━━━━━ Input for this task
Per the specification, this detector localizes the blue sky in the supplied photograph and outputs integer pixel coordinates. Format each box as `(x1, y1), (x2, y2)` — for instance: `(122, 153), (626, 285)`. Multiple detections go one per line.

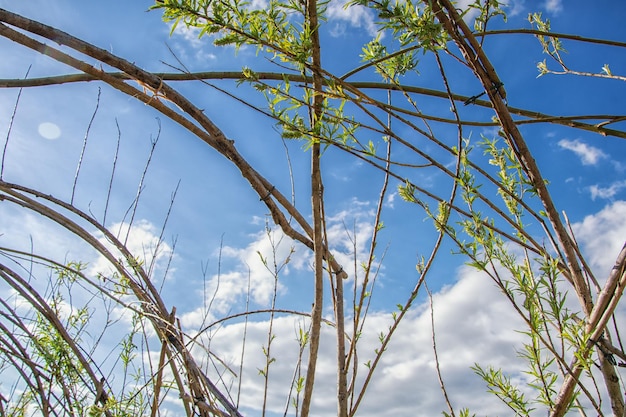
(0, 0), (626, 416)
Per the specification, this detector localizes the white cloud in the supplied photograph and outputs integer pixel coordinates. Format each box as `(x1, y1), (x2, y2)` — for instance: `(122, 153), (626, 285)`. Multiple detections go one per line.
(589, 180), (626, 200)
(327, 0), (378, 36)
(190, 268), (523, 417)
(572, 201), (626, 274)
(558, 139), (608, 165)
(545, 0), (563, 13)
(90, 220), (172, 278)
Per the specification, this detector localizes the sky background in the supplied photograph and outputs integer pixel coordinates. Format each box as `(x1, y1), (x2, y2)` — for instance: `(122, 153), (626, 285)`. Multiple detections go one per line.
(0, 0), (626, 416)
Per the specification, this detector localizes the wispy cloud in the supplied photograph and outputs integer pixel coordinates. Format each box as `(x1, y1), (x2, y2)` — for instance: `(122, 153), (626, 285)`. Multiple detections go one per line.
(327, 0), (378, 36)
(558, 139), (608, 165)
(545, 0), (563, 13)
(589, 180), (626, 200)
(572, 201), (626, 272)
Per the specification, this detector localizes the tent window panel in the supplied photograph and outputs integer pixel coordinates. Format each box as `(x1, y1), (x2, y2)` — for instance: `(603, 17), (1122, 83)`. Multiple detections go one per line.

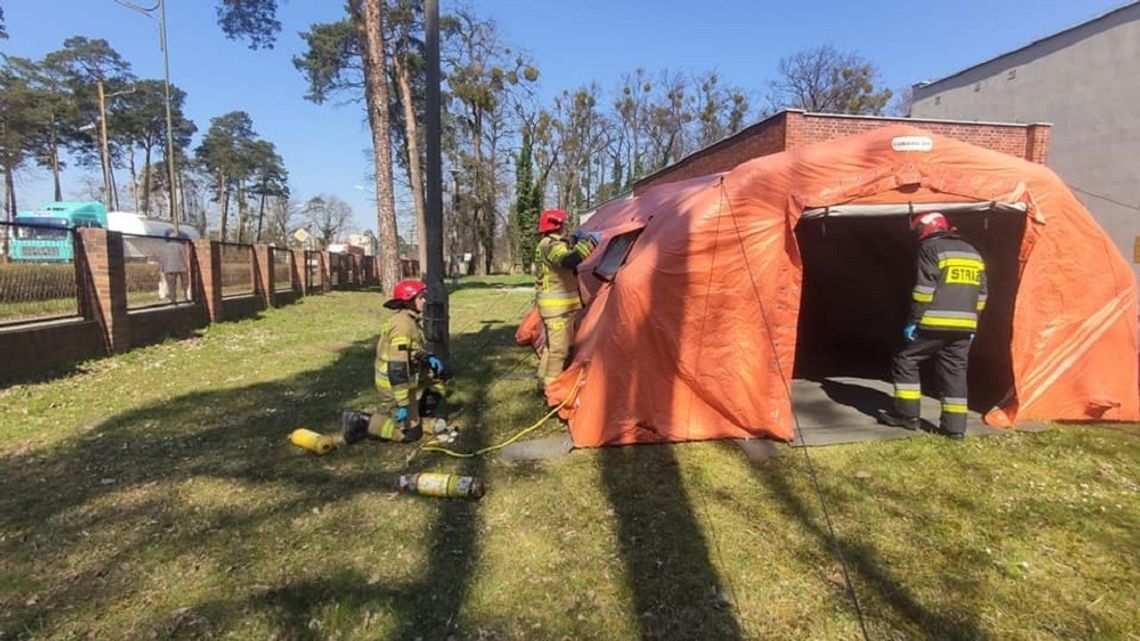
(594, 229), (642, 282)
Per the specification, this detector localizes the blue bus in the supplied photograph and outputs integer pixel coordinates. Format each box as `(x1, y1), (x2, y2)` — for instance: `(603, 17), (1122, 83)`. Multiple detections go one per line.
(8, 202), (107, 262)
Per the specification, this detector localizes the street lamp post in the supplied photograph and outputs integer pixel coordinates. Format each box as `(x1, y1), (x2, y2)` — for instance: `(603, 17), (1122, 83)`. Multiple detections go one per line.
(115, 0), (179, 234)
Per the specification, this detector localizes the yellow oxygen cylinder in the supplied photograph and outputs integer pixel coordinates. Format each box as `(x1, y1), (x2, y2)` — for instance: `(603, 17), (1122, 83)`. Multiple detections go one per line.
(288, 428), (334, 456)
(396, 472), (487, 501)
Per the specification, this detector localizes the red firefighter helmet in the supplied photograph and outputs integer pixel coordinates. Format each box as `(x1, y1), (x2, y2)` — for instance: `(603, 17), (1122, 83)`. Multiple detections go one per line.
(538, 209), (567, 234)
(911, 211), (950, 241)
(384, 278), (428, 308)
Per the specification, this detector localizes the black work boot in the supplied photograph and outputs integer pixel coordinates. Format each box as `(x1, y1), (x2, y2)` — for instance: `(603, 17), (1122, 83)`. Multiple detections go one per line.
(879, 409), (919, 430)
(341, 409), (372, 445)
(938, 425), (966, 440)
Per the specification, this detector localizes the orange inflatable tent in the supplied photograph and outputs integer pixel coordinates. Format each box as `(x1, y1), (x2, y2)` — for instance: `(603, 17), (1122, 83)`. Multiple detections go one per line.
(547, 127), (1140, 447)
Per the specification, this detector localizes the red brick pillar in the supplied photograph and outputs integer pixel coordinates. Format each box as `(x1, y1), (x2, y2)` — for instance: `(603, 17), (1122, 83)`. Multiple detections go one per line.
(79, 228), (131, 354)
(190, 241), (222, 323)
(783, 109), (807, 151)
(1025, 122), (1053, 164)
(253, 245), (274, 308)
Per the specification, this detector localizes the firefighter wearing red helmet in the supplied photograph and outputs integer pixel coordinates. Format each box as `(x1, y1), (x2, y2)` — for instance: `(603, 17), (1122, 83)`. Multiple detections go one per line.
(341, 278), (446, 445)
(879, 211), (986, 439)
(535, 209), (602, 387)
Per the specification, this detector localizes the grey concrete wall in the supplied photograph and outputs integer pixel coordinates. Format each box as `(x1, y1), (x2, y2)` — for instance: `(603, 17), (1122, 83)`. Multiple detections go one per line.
(911, 2), (1140, 276)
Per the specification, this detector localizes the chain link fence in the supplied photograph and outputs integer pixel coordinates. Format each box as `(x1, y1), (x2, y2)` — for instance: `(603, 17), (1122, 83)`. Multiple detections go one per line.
(304, 250), (324, 291)
(328, 253), (344, 287)
(218, 243), (254, 297)
(123, 234), (194, 309)
(269, 248), (293, 292)
(0, 222), (81, 325)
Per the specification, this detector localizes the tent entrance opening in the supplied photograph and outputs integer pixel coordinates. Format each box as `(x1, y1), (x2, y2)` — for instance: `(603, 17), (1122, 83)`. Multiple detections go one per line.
(793, 203), (1026, 412)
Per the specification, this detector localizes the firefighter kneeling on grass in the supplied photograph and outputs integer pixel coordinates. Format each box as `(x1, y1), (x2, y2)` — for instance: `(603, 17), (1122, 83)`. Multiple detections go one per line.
(535, 209), (602, 388)
(879, 211), (986, 440)
(341, 279), (447, 445)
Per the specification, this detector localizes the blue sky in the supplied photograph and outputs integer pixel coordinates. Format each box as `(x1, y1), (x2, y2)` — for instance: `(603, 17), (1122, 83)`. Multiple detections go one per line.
(0, 0), (1126, 232)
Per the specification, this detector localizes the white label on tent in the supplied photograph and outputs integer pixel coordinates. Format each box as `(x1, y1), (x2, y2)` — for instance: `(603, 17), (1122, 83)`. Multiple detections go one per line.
(890, 136), (934, 152)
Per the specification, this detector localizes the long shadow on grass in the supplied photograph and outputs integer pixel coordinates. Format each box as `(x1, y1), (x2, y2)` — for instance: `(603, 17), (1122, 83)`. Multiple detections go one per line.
(754, 456), (988, 641)
(0, 327), (513, 639)
(592, 177), (741, 640)
(601, 445), (741, 640)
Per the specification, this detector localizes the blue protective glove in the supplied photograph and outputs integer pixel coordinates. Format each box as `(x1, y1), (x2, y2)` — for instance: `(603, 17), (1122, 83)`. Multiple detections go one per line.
(903, 323), (919, 341)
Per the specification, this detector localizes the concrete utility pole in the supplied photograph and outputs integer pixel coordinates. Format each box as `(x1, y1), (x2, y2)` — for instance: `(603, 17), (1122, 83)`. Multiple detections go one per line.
(424, 0), (451, 362)
(115, 0), (181, 229)
(95, 80), (115, 211)
(158, 0), (179, 230)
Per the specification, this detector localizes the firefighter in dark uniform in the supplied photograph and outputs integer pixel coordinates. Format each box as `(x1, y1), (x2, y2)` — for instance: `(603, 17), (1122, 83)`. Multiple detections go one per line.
(341, 279), (447, 445)
(535, 209), (602, 388)
(879, 211), (986, 439)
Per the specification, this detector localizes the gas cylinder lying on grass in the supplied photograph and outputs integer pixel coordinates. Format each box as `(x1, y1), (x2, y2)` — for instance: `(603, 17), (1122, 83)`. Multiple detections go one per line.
(396, 472), (487, 500)
(288, 428), (334, 456)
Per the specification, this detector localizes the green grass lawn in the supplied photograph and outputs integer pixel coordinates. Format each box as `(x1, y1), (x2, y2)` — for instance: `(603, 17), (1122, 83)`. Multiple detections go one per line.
(0, 277), (1140, 640)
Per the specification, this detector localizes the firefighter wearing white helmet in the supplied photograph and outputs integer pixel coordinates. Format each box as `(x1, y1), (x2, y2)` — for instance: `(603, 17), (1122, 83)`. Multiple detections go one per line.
(341, 279), (447, 445)
(535, 209), (602, 387)
(879, 211), (986, 439)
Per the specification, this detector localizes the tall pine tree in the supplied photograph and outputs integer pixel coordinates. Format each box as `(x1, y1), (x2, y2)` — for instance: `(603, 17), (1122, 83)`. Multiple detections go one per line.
(511, 130), (543, 271)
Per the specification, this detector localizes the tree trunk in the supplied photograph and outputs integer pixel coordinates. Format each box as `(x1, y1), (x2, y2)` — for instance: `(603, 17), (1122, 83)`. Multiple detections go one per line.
(218, 172), (229, 243)
(111, 171), (122, 211)
(0, 165), (16, 261)
(51, 123), (64, 202)
(350, 0), (400, 292)
(3, 167), (16, 222)
(237, 180), (245, 243)
(257, 188), (266, 243)
(393, 45), (428, 273)
(143, 145), (152, 218)
(128, 146), (139, 211)
(471, 106), (487, 276)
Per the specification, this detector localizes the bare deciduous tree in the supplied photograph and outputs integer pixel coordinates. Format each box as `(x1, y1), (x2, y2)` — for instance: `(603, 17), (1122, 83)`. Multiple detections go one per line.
(768, 44), (891, 115)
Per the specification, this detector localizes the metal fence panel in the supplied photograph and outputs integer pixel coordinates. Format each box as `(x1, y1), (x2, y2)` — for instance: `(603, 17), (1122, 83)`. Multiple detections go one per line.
(122, 234), (194, 309)
(0, 222), (80, 324)
(304, 250), (324, 291)
(269, 248), (293, 292)
(218, 243), (254, 297)
(328, 253), (344, 287)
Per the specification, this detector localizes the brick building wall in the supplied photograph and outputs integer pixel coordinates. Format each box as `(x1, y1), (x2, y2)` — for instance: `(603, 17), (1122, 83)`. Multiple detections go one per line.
(634, 109), (1051, 194)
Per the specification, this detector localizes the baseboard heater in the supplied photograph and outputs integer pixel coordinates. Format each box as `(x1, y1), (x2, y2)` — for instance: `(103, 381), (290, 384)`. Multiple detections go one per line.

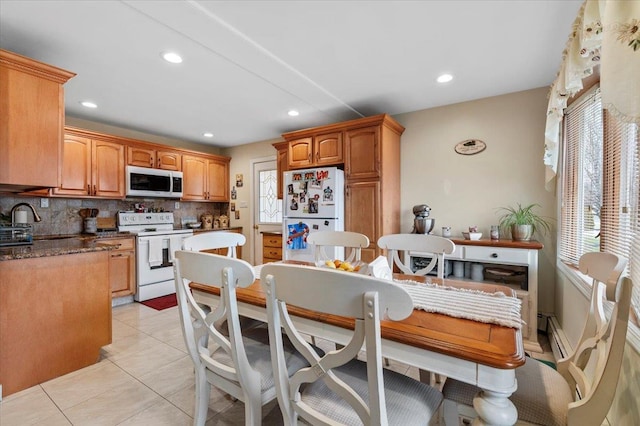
(547, 316), (571, 361)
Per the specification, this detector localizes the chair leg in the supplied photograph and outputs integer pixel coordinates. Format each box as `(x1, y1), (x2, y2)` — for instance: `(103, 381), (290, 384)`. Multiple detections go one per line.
(244, 394), (262, 426)
(442, 399), (460, 426)
(193, 369), (211, 426)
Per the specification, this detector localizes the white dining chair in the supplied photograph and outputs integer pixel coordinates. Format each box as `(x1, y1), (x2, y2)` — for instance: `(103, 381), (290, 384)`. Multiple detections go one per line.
(443, 252), (632, 426)
(260, 263), (442, 425)
(174, 250), (308, 425)
(378, 234), (456, 278)
(307, 231), (369, 264)
(182, 231), (247, 257)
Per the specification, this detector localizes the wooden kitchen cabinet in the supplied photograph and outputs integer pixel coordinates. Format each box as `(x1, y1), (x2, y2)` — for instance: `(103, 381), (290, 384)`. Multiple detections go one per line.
(282, 114), (404, 261)
(101, 238), (136, 297)
(127, 145), (182, 172)
(283, 131), (344, 169)
(0, 49), (75, 192)
(182, 155), (230, 202)
(197, 227), (242, 259)
(262, 232), (282, 263)
(53, 127), (126, 198)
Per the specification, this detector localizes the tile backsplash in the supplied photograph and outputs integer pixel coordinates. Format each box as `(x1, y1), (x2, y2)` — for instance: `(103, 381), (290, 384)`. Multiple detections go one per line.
(0, 194), (229, 235)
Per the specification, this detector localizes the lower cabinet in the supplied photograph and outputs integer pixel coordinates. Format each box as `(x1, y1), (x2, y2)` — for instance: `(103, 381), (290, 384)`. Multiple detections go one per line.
(198, 228), (242, 259)
(262, 232), (282, 263)
(104, 238), (136, 297)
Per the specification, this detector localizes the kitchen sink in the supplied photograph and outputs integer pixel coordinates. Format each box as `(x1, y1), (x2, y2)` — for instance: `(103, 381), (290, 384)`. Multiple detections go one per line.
(33, 235), (78, 241)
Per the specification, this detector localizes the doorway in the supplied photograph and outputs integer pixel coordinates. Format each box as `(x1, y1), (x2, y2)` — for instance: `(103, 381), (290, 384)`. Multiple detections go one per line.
(252, 157), (282, 265)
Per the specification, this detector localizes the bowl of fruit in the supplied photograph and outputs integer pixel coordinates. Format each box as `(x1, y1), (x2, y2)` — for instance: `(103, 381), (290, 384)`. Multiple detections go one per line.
(317, 259), (369, 274)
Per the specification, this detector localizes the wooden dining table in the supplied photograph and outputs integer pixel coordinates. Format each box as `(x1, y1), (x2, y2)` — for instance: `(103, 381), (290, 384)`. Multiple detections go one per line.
(190, 262), (525, 425)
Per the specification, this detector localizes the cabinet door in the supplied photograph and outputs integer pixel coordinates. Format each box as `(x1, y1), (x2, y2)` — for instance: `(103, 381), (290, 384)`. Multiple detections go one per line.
(92, 141), (126, 198)
(53, 135), (92, 196)
(314, 132), (344, 166)
(127, 146), (156, 167)
(156, 151), (182, 172)
(345, 181), (380, 262)
(182, 155), (208, 200)
(345, 126), (380, 179)
(289, 137), (313, 168)
(109, 250), (136, 297)
(207, 159), (229, 201)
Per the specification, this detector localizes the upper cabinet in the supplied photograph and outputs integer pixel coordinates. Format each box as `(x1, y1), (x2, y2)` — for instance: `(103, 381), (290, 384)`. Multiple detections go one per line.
(127, 145), (182, 172)
(0, 49), (75, 192)
(273, 142), (289, 200)
(53, 128), (126, 198)
(182, 155), (231, 202)
(282, 131), (344, 169)
(273, 114), (404, 262)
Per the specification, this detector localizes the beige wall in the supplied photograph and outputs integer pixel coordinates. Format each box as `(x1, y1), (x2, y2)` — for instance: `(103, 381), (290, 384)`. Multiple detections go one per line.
(394, 88), (556, 312)
(222, 139), (280, 264)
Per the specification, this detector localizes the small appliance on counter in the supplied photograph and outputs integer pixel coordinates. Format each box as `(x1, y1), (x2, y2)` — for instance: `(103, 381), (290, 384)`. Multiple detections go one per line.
(411, 204), (436, 234)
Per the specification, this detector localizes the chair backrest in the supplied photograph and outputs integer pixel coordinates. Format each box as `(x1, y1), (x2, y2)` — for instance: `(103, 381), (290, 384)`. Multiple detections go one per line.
(378, 234), (456, 278)
(307, 231), (369, 263)
(173, 250), (260, 396)
(182, 231), (247, 257)
(558, 252), (632, 425)
(260, 263), (413, 425)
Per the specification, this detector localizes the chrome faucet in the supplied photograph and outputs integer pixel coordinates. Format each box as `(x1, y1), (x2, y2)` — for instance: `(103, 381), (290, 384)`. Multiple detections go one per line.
(11, 203), (42, 224)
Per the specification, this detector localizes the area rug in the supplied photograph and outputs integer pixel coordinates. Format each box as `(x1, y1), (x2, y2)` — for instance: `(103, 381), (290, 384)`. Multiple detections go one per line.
(140, 293), (178, 311)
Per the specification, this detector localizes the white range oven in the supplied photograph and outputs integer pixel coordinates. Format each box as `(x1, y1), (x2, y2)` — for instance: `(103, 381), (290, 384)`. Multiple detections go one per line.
(118, 212), (193, 302)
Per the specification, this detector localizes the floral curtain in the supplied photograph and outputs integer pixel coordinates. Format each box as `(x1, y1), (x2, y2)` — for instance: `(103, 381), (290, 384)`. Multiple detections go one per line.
(544, 0), (640, 190)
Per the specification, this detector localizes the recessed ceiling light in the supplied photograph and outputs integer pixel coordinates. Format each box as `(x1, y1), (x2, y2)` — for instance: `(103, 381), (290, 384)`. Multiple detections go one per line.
(80, 101), (98, 108)
(436, 74), (453, 83)
(162, 52), (182, 64)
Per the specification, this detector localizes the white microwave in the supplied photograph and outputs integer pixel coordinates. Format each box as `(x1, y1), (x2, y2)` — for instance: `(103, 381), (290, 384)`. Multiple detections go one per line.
(127, 166), (183, 198)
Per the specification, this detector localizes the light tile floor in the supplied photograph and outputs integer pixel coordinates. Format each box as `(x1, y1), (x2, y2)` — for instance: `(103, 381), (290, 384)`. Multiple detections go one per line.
(0, 303), (552, 426)
(0, 303), (418, 426)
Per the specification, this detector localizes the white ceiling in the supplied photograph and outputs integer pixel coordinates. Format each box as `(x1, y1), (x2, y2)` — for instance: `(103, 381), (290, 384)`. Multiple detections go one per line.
(0, 0), (582, 147)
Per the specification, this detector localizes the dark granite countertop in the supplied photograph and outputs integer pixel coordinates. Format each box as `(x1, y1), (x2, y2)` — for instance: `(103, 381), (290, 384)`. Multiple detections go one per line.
(0, 235), (122, 261)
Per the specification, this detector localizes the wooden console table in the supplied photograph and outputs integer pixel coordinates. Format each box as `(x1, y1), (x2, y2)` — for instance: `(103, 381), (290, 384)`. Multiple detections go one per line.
(409, 239), (544, 353)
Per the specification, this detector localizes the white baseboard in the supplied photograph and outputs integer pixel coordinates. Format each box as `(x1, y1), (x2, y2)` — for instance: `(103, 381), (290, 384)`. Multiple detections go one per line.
(547, 316), (571, 361)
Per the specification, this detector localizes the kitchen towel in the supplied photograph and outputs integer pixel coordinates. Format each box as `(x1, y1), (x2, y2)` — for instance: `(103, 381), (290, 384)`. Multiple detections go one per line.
(169, 235), (183, 262)
(149, 237), (164, 268)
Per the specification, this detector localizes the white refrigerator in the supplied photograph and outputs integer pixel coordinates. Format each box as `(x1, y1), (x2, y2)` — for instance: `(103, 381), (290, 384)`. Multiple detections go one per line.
(282, 167), (344, 262)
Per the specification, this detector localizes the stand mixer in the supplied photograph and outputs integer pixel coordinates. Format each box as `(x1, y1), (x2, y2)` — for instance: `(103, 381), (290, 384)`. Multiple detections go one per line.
(411, 204), (436, 234)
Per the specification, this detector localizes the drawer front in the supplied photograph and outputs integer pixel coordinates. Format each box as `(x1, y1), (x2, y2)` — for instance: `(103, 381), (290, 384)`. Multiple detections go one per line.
(262, 247), (282, 260)
(262, 235), (282, 247)
(98, 238), (135, 250)
(464, 246), (529, 265)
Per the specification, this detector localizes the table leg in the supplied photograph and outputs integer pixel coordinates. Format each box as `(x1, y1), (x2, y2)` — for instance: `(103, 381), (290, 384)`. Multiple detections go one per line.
(473, 390), (518, 426)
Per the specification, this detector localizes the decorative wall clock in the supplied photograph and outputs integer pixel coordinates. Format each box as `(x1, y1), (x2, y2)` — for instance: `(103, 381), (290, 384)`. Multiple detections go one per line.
(455, 139), (487, 155)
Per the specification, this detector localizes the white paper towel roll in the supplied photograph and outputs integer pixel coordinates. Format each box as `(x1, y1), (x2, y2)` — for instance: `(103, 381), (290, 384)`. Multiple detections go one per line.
(14, 210), (27, 223)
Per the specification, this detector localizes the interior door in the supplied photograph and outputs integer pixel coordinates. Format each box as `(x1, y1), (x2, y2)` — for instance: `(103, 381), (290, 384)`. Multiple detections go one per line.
(251, 157), (282, 265)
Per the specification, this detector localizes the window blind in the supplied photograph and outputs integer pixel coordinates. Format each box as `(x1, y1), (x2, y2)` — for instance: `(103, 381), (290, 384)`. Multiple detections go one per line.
(558, 87), (640, 317)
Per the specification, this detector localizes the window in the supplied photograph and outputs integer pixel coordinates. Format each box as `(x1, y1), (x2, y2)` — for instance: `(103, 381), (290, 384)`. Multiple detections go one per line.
(558, 87), (640, 317)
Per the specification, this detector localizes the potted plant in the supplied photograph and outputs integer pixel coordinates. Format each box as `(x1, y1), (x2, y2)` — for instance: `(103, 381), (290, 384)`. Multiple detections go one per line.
(500, 203), (551, 241)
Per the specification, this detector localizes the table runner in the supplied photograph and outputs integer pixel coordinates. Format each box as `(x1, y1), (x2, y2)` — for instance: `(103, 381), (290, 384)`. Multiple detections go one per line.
(394, 280), (524, 329)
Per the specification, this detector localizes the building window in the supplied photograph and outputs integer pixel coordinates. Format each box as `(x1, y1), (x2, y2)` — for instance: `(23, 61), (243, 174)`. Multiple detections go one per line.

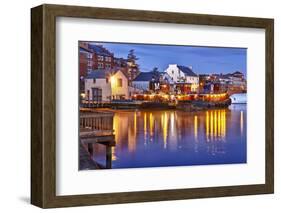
━━━━━━━━━━
Short problem> From the records above, reproduce word for word the part that opens with the line containing "Per the specification, this detector localizes the light" and closes with the line containing "(0, 303), (418, 426)", including both of those lines.

Problem solution>
Per the specification, this detector localizes the light tile floor in the supplied photograph and outputs integer pixel coordinates. Format each box as `(x1, y1), (x2, y2)` — for instance: `(103, 381), (290, 384)`. Multiple detections go one per line.
(0, 303), (552, 426)
(0, 303), (418, 426)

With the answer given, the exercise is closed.